INSTRUCTIONS TO FOLLOW:
Please restate each line of the data that follows word for word, skipping any image.

INPUT:
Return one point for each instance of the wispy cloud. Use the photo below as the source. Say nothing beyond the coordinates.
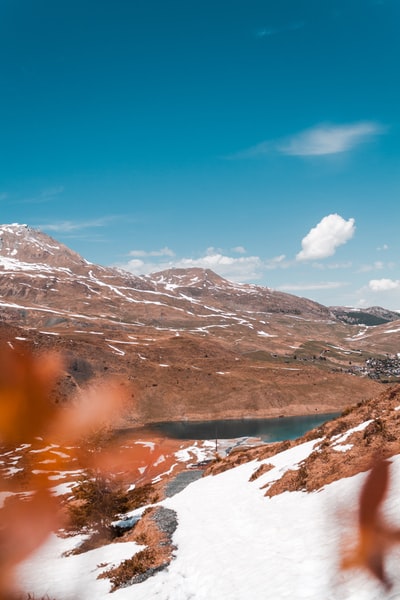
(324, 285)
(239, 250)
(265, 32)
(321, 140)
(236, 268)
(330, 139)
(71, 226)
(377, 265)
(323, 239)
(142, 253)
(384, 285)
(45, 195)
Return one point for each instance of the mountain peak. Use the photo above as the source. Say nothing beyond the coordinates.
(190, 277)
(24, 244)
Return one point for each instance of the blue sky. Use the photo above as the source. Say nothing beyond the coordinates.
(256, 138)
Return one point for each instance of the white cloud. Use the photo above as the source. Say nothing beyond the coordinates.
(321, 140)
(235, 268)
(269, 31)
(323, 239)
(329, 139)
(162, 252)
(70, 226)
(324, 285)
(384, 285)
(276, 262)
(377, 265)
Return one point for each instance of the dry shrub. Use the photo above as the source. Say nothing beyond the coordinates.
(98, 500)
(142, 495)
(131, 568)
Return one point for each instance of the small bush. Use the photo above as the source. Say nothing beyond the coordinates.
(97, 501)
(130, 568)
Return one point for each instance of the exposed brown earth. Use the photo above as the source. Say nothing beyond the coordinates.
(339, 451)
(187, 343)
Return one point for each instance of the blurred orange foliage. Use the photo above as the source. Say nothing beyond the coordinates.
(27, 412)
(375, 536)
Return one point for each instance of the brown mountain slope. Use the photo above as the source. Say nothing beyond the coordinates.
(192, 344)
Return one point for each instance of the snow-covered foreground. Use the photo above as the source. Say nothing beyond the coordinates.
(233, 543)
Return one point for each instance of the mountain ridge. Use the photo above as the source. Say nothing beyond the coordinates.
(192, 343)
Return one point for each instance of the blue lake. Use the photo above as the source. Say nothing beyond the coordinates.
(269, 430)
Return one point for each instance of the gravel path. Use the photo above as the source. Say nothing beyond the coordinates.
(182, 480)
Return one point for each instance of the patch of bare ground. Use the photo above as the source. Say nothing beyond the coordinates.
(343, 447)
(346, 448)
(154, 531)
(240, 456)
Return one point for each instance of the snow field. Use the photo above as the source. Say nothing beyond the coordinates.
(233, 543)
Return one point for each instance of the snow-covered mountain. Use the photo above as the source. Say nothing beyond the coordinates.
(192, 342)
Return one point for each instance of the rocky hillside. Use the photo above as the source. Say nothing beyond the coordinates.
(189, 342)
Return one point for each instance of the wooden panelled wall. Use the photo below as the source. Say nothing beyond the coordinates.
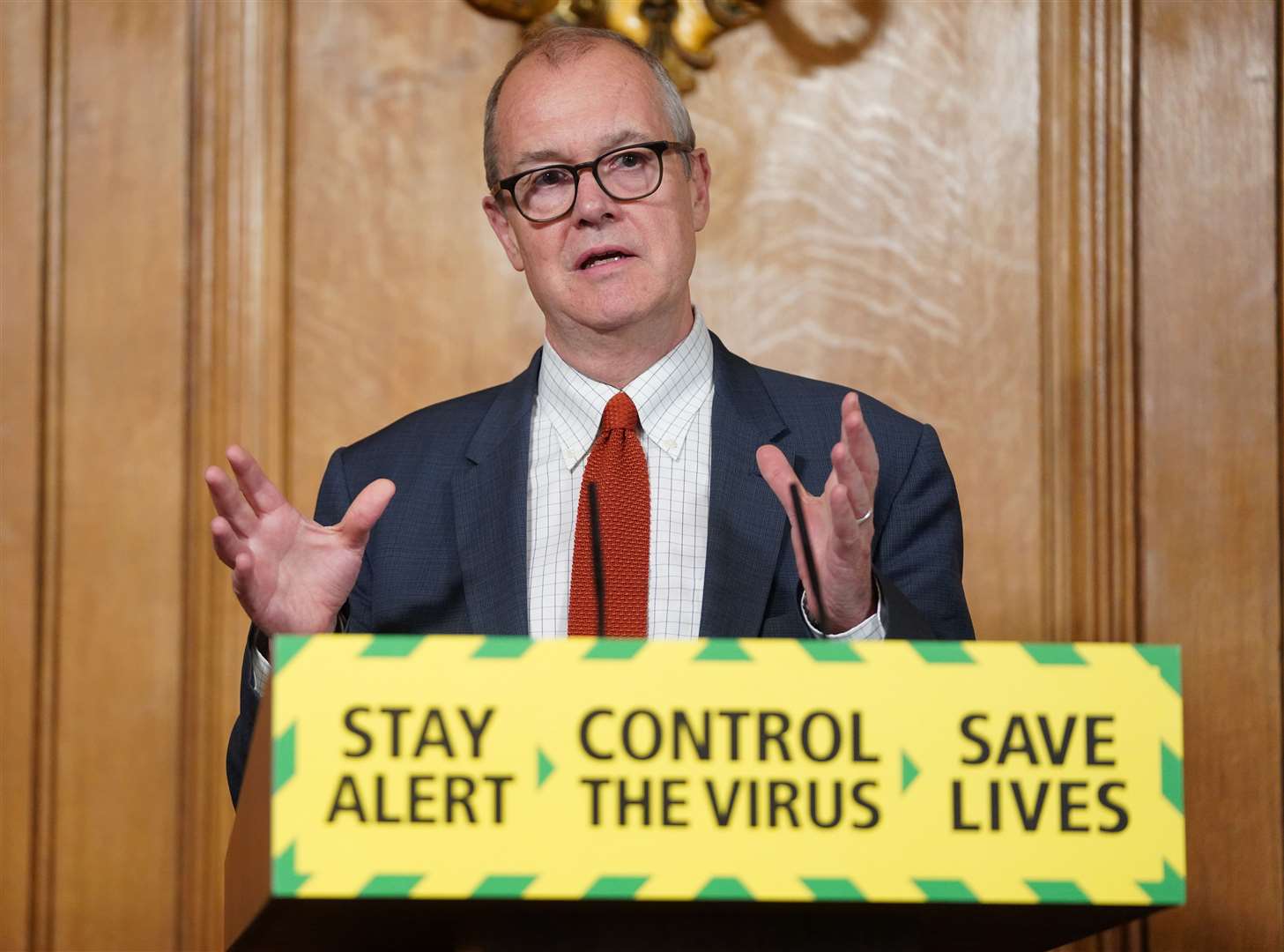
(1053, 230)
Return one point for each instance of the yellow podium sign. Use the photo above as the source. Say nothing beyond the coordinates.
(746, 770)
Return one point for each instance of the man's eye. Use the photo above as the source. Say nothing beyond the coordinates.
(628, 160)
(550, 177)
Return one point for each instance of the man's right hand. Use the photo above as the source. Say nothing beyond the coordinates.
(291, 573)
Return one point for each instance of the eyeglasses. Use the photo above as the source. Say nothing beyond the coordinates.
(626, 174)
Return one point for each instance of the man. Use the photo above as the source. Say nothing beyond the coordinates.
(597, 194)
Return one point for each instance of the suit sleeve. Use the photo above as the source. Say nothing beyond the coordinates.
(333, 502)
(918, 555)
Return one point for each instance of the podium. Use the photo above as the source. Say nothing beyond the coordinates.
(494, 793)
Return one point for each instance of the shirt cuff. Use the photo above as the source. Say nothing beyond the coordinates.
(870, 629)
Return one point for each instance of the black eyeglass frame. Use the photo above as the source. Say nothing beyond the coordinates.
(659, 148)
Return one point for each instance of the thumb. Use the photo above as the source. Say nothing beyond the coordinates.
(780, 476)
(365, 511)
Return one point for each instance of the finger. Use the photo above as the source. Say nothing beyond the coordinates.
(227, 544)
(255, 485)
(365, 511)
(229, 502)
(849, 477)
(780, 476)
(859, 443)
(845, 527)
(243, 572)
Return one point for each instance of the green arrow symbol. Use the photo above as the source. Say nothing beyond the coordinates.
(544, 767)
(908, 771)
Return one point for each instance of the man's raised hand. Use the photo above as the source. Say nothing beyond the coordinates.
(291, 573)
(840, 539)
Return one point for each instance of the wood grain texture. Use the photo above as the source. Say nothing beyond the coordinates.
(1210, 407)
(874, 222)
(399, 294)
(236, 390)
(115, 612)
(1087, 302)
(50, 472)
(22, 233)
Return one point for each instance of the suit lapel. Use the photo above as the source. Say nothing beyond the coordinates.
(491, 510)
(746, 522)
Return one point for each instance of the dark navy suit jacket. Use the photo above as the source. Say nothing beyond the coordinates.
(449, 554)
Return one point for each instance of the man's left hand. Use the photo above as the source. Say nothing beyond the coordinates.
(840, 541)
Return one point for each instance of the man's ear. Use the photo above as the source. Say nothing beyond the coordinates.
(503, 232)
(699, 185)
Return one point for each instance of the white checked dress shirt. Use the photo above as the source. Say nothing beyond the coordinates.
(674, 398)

WRITTEN SOLUTION:
Return one point for each instance of the wispy cloud. Use the photo below as the source. Say nothing beyond the coordinates.
(324, 285)
(239, 250)
(265, 32)
(321, 140)
(236, 268)
(330, 139)
(71, 226)
(377, 265)
(323, 239)
(142, 253)
(384, 285)
(45, 195)
Return one point for each instance of the mountain peak. Use the photo above as the source. Say nothing beyond the coordinates.
(190, 277)
(24, 244)
Return one point for each instance of the blue sky. Use the photo above as the source. Say nothing beyond the coordinates.
(256, 138)
Return one point for each instance of the white cloud. Use the photo above as the source. Say nothing beyond the coordinates.
(321, 140)
(235, 268)
(269, 31)
(323, 239)
(329, 139)
(162, 252)
(70, 226)
(324, 285)
(384, 285)
(276, 262)
(377, 265)
Return one point for each instance of the dry shrub. Use the photo above as the source. Say nothing beyond the coordinates.
(98, 500)
(142, 495)
(131, 568)
Return one point for each instance of the small bush. Use the photo above as the source. Say nothing beyond the coordinates.
(97, 501)
(130, 568)
Return one point for each instance of the exposed brown earth. Use the photo above as the source. Say nothing beyond the coordinates.
(339, 451)
(187, 343)
Return one point for each instance of the blurred orange foliage. Use the photo above as the source. Say nothing beyond the coordinates.
(27, 412)
(375, 536)
Return one point for each instance of the brown mountain slope. Use the photo above as the source. Say nothing beyond the coordinates.
(192, 344)
Return one point for each instance of the snow-covered foreground. Use the photo above as the source. Say nothing beyond the coordinates.
(233, 543)
Return one point for each instance of the mountain ridge. Use the photo above as the source. Say nothing beyond the coordinates.
(192, 343)
Return one point for each instance of the blue lake. Use the photo above as the source. Say nothing beyond the coordinates.
(269, 430)
Return one point for each instance of the gravel path. Use the photo above as the source. Say nothing beyond the coordinates.
(182, 480)
Return one point for each instance of the patch of bare ground. Use the photo above as the source. Say nothing beyond the coordinates.
(343, 447)
(346, 448)
(154, 531)
(240, 456)
Return one point for each instance of the snow field. Use the photo above as the source. Say nothing beyond the coordinates.
(233, 543)
Return one point for each instance of the snow-covered mountain. Use the photo above as the source. Say nothing beyond the coordinates.
(192, 342)
Return one point for each instance of the rocky hillside. Use the photo above as the source. Say nothing beyond the coordinates.
(189, 342)
Return one point for each instance of the wooden panelled wall. Use the photo below as the source. Say nothing beyond the coordinates.
(1053, 230)
Return one point for each instance of the yellow podium sign. Use the photo above as the source. Say nothing beyond the coordinates.
(746, 770)
Return one point for each instance of the man's eye. Use the photo above as the source. Say nothing beyond the coordinates.
(628, 160)
(550, 177)
Return one point for each instance of the man's right hand. Use the photo above as the source. Say nothing beyond the coordinates.
(291, 573)
Return one point for each instance of the eyeglasses. Use the photo above as the source. Say nothing beyond the coordinates.
(626, 174)
Return one point for each instance of the man. Use the photo above as the source. Say nothing beyond the coordinates.
(597, 194)
Return one point for each instance of the suit sleeve. Use the photo above as the source. Say nothing beyond the coordinates.
(333, 502)
(918, 555)
Return one point for each instance of the podium. Use the photo above as the source. Say nothing beyond the coordinates.
(494, 793)
Return one point for each instance of the shirt cuff. Use the photo above as the source. Say nothing beyond the coordinates.
(870, 629)
Return one point for each instance of the black eyeglass frame. Use the photo above as the source. Say nothing beyond the coordinates.
(659, 148)
Return one point for each instance of the thumb. Use the photo above as the source. Say nothing beyond the coordinates.
(780, 476)
(365, 511)
Return one point for each instance of the finger. Use the photo above as the source. Say nothing beyond the coordinates.
(227, 544)
(255, 485)
(365, 511)
(229, 502)
(849, 477)
(780, 476)
(859, 443)
(845, 527)
(243, 572)
Return one point for each instance of the green arrow symbol. Use the photo above as the source. Say nothing beyond the coordinates.
(544, 767)
(908, 771)
Return one point for each instance of the man's raised hand. Use the photo above as the source. Say nothing beyond the coordinates.
(291, 573)
(840, 539)
Return one point for each instance of the wood grain texture. Use the photo above as the source. Say nothing beyond the coordinates.
(1210, 407)
(874, 222)
(399, 294)
(236, 390)
(115, 612)
(1087, 302)
(50, 472)
(22, 233)
Return one point for each instance of the suit lapel. Use the photo above as the source. Say nothing beyond the coordinates.
(491, 510)
(746, 522)
Return one point for each instance of the dark navy suit jacket. Use the photo above as the source. Say nothing beyond the coordinates.
(449, 554)
Return one point for each instance of the man's left hand. Use the photo above as the source. Say nothing beyond the coordinates.
(840, 541)
Return one point for each instance of the man's ear. Use the photo above as the source. Say nothing beyond the coordinates.
(503, 232)
(699, 185)
Return one point for each instance of the white checked dress shirt. Use the photo above as the source. Say nothing beyond the coordinates.
(674, 398)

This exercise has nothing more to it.